What is required:
Lines below that include "window" are the answer; copy each one.

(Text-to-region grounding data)
****************

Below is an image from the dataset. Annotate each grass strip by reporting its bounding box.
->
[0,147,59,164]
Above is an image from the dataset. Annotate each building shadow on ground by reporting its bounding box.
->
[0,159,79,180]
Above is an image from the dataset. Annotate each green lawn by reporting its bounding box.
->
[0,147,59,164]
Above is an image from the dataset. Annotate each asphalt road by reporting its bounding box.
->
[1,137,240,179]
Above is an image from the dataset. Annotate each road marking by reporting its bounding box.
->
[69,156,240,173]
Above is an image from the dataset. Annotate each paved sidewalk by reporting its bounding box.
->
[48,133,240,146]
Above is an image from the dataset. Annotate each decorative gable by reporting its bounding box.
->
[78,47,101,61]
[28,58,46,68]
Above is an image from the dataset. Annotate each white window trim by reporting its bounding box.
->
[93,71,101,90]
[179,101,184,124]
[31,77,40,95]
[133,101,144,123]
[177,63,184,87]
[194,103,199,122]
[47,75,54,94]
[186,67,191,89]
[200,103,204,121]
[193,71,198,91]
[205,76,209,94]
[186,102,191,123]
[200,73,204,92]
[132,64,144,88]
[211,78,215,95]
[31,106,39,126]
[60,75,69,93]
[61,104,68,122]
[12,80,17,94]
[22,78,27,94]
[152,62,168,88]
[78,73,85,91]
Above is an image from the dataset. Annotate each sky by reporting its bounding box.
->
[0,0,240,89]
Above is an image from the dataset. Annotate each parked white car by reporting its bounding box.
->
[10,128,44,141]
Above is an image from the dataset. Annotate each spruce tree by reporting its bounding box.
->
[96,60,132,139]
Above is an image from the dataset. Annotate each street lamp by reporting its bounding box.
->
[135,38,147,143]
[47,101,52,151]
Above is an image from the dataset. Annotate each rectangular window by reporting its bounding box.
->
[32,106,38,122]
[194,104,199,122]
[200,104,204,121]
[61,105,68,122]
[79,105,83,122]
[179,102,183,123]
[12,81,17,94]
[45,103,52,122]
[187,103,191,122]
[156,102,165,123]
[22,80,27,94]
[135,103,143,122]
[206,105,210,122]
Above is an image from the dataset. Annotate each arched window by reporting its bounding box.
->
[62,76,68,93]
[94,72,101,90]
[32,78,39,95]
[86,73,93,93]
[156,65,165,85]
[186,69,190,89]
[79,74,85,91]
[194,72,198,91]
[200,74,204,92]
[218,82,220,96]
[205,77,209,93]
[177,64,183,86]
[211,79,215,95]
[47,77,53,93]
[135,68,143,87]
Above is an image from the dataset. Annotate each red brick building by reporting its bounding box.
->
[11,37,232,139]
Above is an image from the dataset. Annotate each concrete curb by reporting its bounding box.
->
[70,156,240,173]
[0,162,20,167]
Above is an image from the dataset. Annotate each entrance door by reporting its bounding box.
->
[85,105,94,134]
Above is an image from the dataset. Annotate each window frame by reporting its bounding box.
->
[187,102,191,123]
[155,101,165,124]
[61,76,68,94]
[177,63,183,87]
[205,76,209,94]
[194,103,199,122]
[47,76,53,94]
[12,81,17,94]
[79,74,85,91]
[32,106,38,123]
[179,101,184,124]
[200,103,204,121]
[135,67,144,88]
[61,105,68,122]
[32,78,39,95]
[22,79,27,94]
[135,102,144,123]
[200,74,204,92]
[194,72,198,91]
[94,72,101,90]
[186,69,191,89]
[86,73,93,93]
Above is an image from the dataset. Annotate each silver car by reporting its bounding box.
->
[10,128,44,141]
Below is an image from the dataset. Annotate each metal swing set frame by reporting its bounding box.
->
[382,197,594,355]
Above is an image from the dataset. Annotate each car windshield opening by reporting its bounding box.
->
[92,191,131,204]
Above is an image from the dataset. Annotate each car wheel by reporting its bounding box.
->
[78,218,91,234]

****************

Task output:
Above is an image from the dataset. Annotate each white window trim by reporting its bounding box.
Above is an image from the dataset. Annotate each rectangular window by reporting its bounding box.
Above is an image from the dataset. Annotate each arched window by reporting its bounding box.
Above is an image from the dataset. Annotate each window frame by reporting its bounding box.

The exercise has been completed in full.